▶ YOUR ASSIGNMENT
The response has to be every entry, printed word for word.

▶ DATA FOR THE TASK

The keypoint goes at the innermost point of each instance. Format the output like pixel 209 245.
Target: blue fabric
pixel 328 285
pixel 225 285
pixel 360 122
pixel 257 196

▶ TASK OUTPUT
The keypoint goes at the innermost point of each instance. Format the output like pixel 209 245.
Target: blue fabric
pixel 328 285
pixel 225 285
pixel 360 122
pixel 257 196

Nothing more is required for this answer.